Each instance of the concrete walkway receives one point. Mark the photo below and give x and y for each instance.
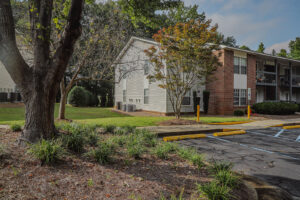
(259, 124)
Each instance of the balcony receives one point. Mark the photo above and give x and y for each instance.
(266, 78)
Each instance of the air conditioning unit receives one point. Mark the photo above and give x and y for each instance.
(124, 107)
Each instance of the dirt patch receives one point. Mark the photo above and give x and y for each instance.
(172, 122)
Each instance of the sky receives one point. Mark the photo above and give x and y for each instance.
(273, 22)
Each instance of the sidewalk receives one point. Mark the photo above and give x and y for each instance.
(205, 127)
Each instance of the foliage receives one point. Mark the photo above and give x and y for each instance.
(187, 53)
(206, 100)
(215, 191)
(282, 53)
(46, 151)
(261, 48)
(238, 113)
(294, 46)
(77, 97)
(74, 141)
(15, 127)
(275, 108)
(244, 47)
(227, 178)
(162, 150)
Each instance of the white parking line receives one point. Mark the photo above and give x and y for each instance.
(255, 148)
(278, 134)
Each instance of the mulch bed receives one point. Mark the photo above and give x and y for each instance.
(172, 122)
(76, 177)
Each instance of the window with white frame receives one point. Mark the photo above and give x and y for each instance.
(240, 97)
(146, 67)
(146, 96)
(240, 65)
(124, 95)
(186, 101)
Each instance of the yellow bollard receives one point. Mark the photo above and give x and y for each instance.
(249, 110)
(198, 113)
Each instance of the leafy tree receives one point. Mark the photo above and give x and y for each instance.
(261, 48)
(244, 47)
(282, 53)
(294, 46)
(185, 58)
(39, 83)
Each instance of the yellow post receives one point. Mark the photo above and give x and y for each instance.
(249, 110)
(198, 113)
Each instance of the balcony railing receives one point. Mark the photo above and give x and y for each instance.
(265, 78)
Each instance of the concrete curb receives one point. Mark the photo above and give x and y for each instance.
(182, 137)
(217, 134)
(231, 123)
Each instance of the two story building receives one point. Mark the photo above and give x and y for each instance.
(245, 77)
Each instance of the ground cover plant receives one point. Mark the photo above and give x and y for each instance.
(133, 163)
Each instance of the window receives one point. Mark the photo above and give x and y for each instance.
(146, 96)
(146, 67)
(240, 97)
(124, 95)
(186, 101)
(240, 65)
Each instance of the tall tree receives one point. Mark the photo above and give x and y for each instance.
(261, 48)
(244, 47)
(39, 83)
(185, 57)
(282, 53)
(294, 46)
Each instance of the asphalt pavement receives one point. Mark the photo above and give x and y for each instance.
(271, 154)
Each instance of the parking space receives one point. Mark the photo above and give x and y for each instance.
(270, 154)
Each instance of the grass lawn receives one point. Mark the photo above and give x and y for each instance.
(101, 116)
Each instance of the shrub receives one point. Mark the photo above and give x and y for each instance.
(78, 97)
(275, 108)
(227, 178)
(15, 127)
(109, 128)
(163, 149)
(102, 154)
(74, 142)
(238, 113)
(205, 100)
(46, 151)
(214, 191)
(220, 166)
(135, 147)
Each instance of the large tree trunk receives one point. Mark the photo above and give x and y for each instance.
(39, 113)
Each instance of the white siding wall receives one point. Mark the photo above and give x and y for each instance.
(136, 81)
(6, 83)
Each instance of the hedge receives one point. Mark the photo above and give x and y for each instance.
(275, 108)
(80, 97)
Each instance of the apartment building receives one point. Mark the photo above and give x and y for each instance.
(245, 77)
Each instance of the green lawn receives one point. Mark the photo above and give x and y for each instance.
(102, 116)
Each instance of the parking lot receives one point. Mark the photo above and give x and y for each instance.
(272, 154)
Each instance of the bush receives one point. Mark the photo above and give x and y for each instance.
(275, 108)
(15, 127)
(74, 142)
(102, 154)
(227, 178)
(238, 113)
(77, 97)
(46, 151)
(220, 166)
(214, 191)
(163, 149)
(205, 100)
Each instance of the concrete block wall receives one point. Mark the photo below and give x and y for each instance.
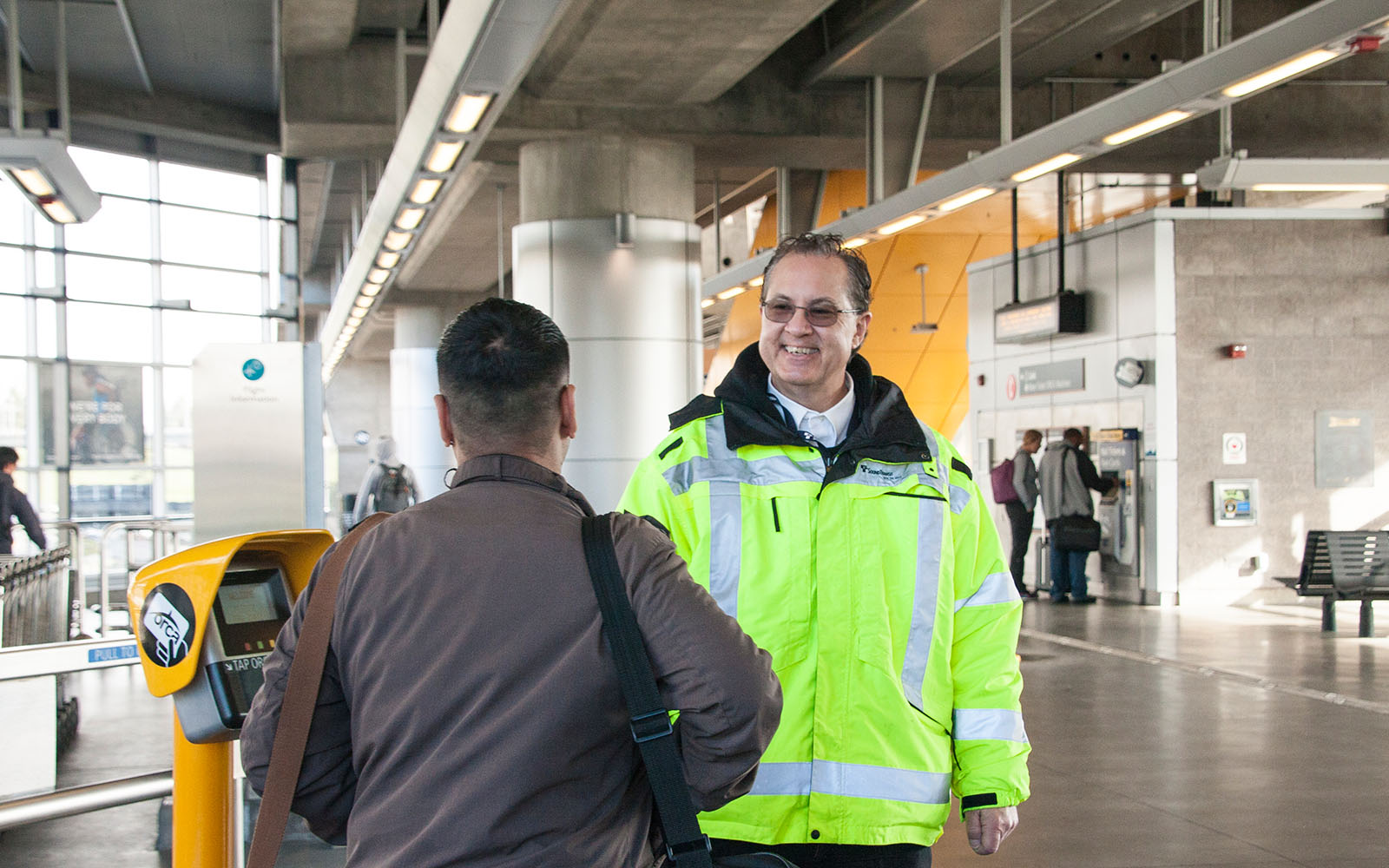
(1306, 292)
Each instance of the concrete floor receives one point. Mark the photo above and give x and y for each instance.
(1162, 740)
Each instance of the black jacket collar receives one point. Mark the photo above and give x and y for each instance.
(882, 425)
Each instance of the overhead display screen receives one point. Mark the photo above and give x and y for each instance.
(1060, 314)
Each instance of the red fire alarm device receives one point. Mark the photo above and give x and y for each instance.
(1365, 43)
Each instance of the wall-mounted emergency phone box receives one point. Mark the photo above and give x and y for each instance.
(208, 615)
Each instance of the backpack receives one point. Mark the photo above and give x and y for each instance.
(1002, 479)
(392, 492)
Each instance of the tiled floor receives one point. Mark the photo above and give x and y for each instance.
(1162, 740)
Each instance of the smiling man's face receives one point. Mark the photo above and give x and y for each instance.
(807, 361)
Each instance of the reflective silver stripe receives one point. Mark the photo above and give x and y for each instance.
(726, 543)
(782, 779)
(852, 779)
(774, 470)
(958, 499)
(997, 588)
(999, 724)
(722, 464)
(930, 531)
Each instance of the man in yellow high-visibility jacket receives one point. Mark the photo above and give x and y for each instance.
(852, 543)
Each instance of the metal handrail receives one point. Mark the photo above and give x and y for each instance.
(82, 799)
(163, 528)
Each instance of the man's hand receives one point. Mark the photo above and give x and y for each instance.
(988, 826)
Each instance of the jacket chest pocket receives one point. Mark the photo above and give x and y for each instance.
(896, 594)
(761, 569)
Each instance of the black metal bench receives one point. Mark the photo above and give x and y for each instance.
(1345, 566)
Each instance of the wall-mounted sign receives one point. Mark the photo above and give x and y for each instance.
(1060, 314)
(1053, 377)
(1234, 448)
(1345, 449)
(1235, 502)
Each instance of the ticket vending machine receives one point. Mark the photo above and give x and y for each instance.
(207, 617)
(1118, 456)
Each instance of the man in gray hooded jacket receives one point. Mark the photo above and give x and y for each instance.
(1067, 477)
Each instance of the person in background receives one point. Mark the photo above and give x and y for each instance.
(471, 712)
(853, 543)
(1021, 511)
(14, 504)
(1067, 477)
(389, 486)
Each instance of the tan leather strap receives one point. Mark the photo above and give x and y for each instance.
(296, 712)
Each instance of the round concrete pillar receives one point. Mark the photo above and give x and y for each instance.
(608, 249)
(414, 381)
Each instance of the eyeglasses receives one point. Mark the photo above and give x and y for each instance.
(821, 316)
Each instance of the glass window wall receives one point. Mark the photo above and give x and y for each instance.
(101, 323)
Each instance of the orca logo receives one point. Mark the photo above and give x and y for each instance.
(167, 625)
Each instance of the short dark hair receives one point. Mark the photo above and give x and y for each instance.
(502, 365)
(831, 247)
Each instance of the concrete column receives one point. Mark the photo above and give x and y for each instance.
(608, 247)
(414, 381)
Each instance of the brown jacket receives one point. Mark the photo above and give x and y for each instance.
(470, 712)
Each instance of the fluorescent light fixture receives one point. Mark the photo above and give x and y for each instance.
(425, 191)
(1164, 120)
(1321, 187)
(898, 226)
(444, 156)
(467, 111)
(969, 198)
(1046, 166)
(34, 181)
(43, 171)
(1280, 73)
(59, 212)
(1295, 175)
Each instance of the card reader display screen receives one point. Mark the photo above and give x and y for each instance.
(250, 608)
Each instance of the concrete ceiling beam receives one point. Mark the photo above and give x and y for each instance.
(344, 103)
(316, 27)
(622, 50)
(157, 115)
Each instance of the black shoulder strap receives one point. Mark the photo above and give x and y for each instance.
(685, 845)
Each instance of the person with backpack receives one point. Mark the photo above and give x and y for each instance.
(389, 486)
(1021, 507)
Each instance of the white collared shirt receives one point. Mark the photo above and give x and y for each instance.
(828, 428)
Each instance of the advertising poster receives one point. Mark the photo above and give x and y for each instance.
(106, 413)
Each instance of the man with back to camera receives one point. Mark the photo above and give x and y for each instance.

_Directions for this task_.
Give back the whole listing exactly; no pictures.

_Solution for this task_.
Each instance of the concrete walkway receives one point. Mark the photo below and give x and y for each instance.
(259, 124)
Each instance of the balcony receives one point. Mark the photo above and give x and y for each instance.
(266, 78)
Each instance of the air conditioning unit receives one point. Mark the photo above and give x and y for each instance.
(124, 107)
Each instance of the dirt patch receives one point. Mark the photo above and give x and y for each instance.
(172, 122)
Each instance of the sky receives one point. Mark the photo above and give x and y for each instance.
(273, 22)
Each instance of the sidewalk receives one point. Mark the photo above and give x and y for each instance.
(205, 127)
Each instance of the foliage receives one point. Mark the photo above and give x and y for each instance.
(187, 53)
(206, 100)
(215, 191)
(282, 53)
(46, 151)
(261, 48)
(238, 113)
(294, 46)
(77, 97)
(74, 141)
(15, 127)
(275, 108)
(244, 47)
(227, 178)
(162, 150)
Each instance of the white parking line receives one point. Mark the photo above and give x and y for each instance.
(255, 148)
(278, 134)
Each instance of the mulch bed receives one point. Mark the photo above and give x and y for each instance.
(172, 122)
(76, 177)
Each instance of the window with white frame receives one point. Mark the photo above and give x and y for each instance.
(240, 97)
(146, 67)
(146, 96)
(240, 65)
(124, 95)
(186, 101)
Each instance of the yellow bollard receives one point. Mark the photo above and give x and y for each instance.
(249, 110)
(198, 113)
Each instance of the leafy tree receives one point. Mark the photo above and give x and y for each instance.
(261, 48)
(244, 47)
(282, 53)
(294, 46)
(185, 58)
(39, 83)
Each instance of the yellow post receives one point. Mark the photo above and give x and y for each instance.
(249, 110)
(198, 113)
Each instance of the balcony railing receives one point. Mark the photo above and give x and y for each instance.
(265, 78)
Each instance of the concrete curb receives one point. Mark the photo above and give x and y for each instance.
(182, 137)
(217, 134)
(231, 123)
Each instance of the two story building receives one point. Mark the photo above and give x and y for each instance.
(245, 77)
Each instance of the ground cover plant receives one point. Mark the photo above and give x and y for each instance.
(133, 163)
Each instance of the window receives one point. Mark the photo above and give x and y for each instance.
(146, 96)
(146, 67)
(240, 97)
(124, 95)
(186, 101)
(240, 65)
Each instance of the tall tree receives one point. Mark the photo above and give x and y for each instance.
(261, 48)
(244, 47)
(39, 83)
(185, 57)
(282, 53)
(294, 46)
Each instance of the asphalt pavement receives one point. Mark the photo above and give x and y for each instance.
(271, 154)
Each instance of the parking space receives one point. Mark the photo above and give x and y for each instance.
(270, 154)
Each instance of the grass lawn receives one point. Mark the photo above and give x and y for each instance.
(101, 116)
Each instance of the shrub receives one point. Mark the photo above and give x and y for each instance.
(78, 97)
(275, 108)
(227, 178)
(15, 127)
(109, 128)
(163, 149)
(102, 154)
(74, 142)
(238, 113)
(205, 100)
(46, 151)
(214, 191)
(220, 166)
(135, 147)
Each instance of the large tree trunk receives one point. Mark the photo above and give x and y for each instance.
(39, 113)
Each instance of the white siding wall receives one point. Mark the photo above and give x and y for each instance.
(136, 81)
(6, 83)
Each instance of the hedge receives one point. Mark the photo above and give x and y for each instance.
(275, 108)
(80, 97)
Each instance of the apartment building receives one point. Mark the photo above and give x and y for each instance.
(245, 77)
Each instance of the green lawn receives one point. Mark the photo above and give x and y for each instance.
(102, 116)
Each instance of the parking lot receives one point. Mark the photo above and give x and y for each instance.
(272, 154)
Each instance of the bush receives one point. Mark the photo above and give x and y for each instance.
(275, 108)
(15, 127)
(74, 142)
(102, 154)
(227, 178)
(238, 113)
(77, 97)
(46, 151)
(220, 166)
(214, 191)
(163, 149)
(205, 100)
Each instance of the concrete block wall receives one point. Mark the photo below and give x and y for each instance.
(1306, 292)
Each instance of the concrete floor receives one point. Mark the photo above and give x and y for each instance.
(1162, 740)
Each instance of the black jacket collar receives one point. Mark the photo above and give x and y for each instance.
(882, 425)
Each instance of the overhead display screen receives one point. Mark the photo above and give x and y for each instance.
(1060, 314)
Each instance of the red fire alarm device receives one point. Mark the photo above and give x and y for each instance.
(1365, 43)
Each instance of the wall-mounted emergency phone box receives one point. Mark the photo above and give x and y for each instance.
(208, 615)
Each instance of the backpack receives one point. Mark the photo above and give x and y for each instance.
(1002, 479)
(392, 492)
Each instance of the tiled floor receives one point. Mark the photo above and give x and y for each instance.
(1162, 740)
Each instance of the smiling man's face receives one point. Mark the photo above and give x and y for each instance.
(807, 361)
Each instance of the reflective silver stripe receives one point. Mark the photo above and give x and y for each instance.
(726, 543)
(782, 779)
(852, 779)
(774, 470)
(958, 499)
(997, 588)
(999, 724)
(722, 464)
(930, 531)
Each instance of the man in yellow high-visibility jacket receives one point. Mark the photo above and give x and y for each instance.
(852, 543)
Each instance of the metal handrail receives one point. Mark the photo above and give x and y for each instance.
(82, 799)
(163, 528)
Each instance of the man's hand receives one point. Mark the photo above and give x and y for each instance.
(988, 826)
Each instance of the jacket chest pocket receives one point. Mark the photo above and give x and y for each instance.
(896, 594)
(761, 569)
Each instance of the black metal bench receives one point. Mark the photo above and give x and y for each instance.
(1345, 566)
Each instance of the wall-mounted sign receives one point. Mark the photo above and give x and y for each instance.
(1060, 314)
(1053, 377)
(1234, 448)
(1345, 449)
(1235, 502)
Each instance of the ticket vending machine receives one point. Mark the photo above and give x and y for each instance.
(207, 617)
(1118, 456)
Each instance of the man in gray hooded jacket receives one point. Mark the photo above and give x and y for each instance.
(1067, 477)
Each instance of the person in background receives one point. Mark the photo above and give x and y for each instance.
(471, 712)
(853, 543)
(1021, 511)
(14, 504)
(1067, 477)
(389, 486)
Each instance of the tan leather strap receives one point. Mark the photo above and give x and y for each instance.
(296, 712)
Each instance of the round concrete pillar receives one point. Mark the photo above and give x and y for each instance.
(608, 249)
(414, 381)
Each instance of the eyeglasses receives one point. Mark the photo above and give x and y for each instance.
(821, 316)
Each instance of the glass window wall receives one point. Mark the photo above and give x and y for each instance.
(101, 323)
Each instance of the orca logo receives one point. Mark the photo above and give x and y for each instance.
(167, 625)
Each instance of the short dark hair receives one point. Mark the photo above and give x and y for each instance.
(502, 365)
(831, 247)
Each instance of the concrete column receives one point. Mark the photo above and give x and y for each instance.
(608, 247)
(414, 381)
Each instance of the brown jacket receives one point. Mark the photo above and give x and y for each instance.
(470, 712)
Each instance of the fluorescent light fixture receives one point. Mark the photo above and give x and y for each instance.
(425, 191)
(1164, 120)
(1321, 187)
(898, 226)
(444, 156)
(467, 111)
(969, 198)
(1046, 166)
(34, 181)
(43, 171)
(1280, 73)
(59, 212)
(1295, 175)
Each instance of the card reader display screen receives one point. Mark the photo above and give x and y for each instance.
(250, 608)
Each instance of the concrete ceiling beam receives one point. Mark the photo above and give x and y for each instance.
(344, 103)
(316, 27)
(622, 50)
(157, 115)
Each instance of the black shoulder strap receives one point. Mark the photo above and give x and y for each instance.
(685, 845)
Each instance of the person with backpack receives one point. Mark the photo above and give x and y for each instance.
(389, 486)
(1021, 507)
Each instance of the white collared shirt receives one point. Mark the photo above and give x and y for each instance.
(828, 428)
Each instance of the advertising poster receives one point. Mark the photo above and give x and y for each instance.
(106, 413)
Each instance of the man with back to camera receives one point. Mark the photo above and give x and y for each instance.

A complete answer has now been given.